- **Data in this exercise**:
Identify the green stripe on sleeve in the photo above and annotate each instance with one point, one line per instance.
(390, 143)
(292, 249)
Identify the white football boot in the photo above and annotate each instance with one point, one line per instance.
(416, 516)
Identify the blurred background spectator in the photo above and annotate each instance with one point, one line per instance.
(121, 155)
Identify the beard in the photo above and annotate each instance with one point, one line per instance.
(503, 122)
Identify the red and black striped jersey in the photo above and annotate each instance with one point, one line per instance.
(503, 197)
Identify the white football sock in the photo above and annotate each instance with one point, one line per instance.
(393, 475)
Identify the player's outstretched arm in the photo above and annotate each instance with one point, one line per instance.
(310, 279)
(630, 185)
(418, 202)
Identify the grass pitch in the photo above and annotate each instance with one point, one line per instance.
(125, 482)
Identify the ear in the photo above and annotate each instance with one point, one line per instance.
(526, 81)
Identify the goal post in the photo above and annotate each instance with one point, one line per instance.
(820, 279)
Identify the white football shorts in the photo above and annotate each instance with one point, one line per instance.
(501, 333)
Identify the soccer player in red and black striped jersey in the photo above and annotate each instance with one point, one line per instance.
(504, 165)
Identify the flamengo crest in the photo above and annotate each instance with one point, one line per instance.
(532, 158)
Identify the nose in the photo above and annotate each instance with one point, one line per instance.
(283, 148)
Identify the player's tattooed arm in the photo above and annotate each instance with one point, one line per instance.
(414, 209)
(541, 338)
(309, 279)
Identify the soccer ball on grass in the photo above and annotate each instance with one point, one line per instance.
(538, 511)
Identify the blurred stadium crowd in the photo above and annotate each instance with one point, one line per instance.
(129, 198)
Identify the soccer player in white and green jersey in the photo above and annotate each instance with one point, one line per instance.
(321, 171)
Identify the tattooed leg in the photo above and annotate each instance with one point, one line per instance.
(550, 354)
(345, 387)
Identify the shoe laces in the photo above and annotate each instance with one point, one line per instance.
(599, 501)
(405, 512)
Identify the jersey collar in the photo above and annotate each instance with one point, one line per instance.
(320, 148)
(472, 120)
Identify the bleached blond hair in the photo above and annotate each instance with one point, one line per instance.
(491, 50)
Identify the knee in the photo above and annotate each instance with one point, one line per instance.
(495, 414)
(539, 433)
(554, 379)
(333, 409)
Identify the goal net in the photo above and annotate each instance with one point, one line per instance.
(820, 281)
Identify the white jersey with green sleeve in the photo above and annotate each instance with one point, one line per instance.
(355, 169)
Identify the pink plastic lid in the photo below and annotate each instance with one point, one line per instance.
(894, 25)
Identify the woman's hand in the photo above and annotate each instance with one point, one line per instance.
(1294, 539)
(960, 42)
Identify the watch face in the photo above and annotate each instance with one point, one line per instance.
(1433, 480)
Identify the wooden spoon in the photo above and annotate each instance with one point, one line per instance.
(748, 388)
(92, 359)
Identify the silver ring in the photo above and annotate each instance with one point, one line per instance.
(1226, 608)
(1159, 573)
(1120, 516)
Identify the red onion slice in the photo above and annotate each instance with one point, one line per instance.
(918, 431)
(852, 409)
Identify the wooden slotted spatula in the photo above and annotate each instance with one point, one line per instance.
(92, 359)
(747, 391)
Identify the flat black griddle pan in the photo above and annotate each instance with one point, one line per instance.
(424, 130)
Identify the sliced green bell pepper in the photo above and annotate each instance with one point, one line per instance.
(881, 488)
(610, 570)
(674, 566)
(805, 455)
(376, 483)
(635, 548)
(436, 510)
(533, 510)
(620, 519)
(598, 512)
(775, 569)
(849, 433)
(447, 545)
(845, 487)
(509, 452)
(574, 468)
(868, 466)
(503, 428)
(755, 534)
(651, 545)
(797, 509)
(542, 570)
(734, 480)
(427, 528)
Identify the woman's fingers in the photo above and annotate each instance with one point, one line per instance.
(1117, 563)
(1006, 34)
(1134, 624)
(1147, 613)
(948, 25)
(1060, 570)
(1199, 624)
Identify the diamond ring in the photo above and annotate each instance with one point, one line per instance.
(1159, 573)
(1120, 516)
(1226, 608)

- **Task goal**: Beginning from the line that contains "Identify the diamond", give each line again exactly, through the final line of the records.

- **Answer for this exercise**:
Identify the diamond ring in the photo above and annotate each instance with one point, one line per instance.
(1159, 573)
(1120, 516)
(1226, 608)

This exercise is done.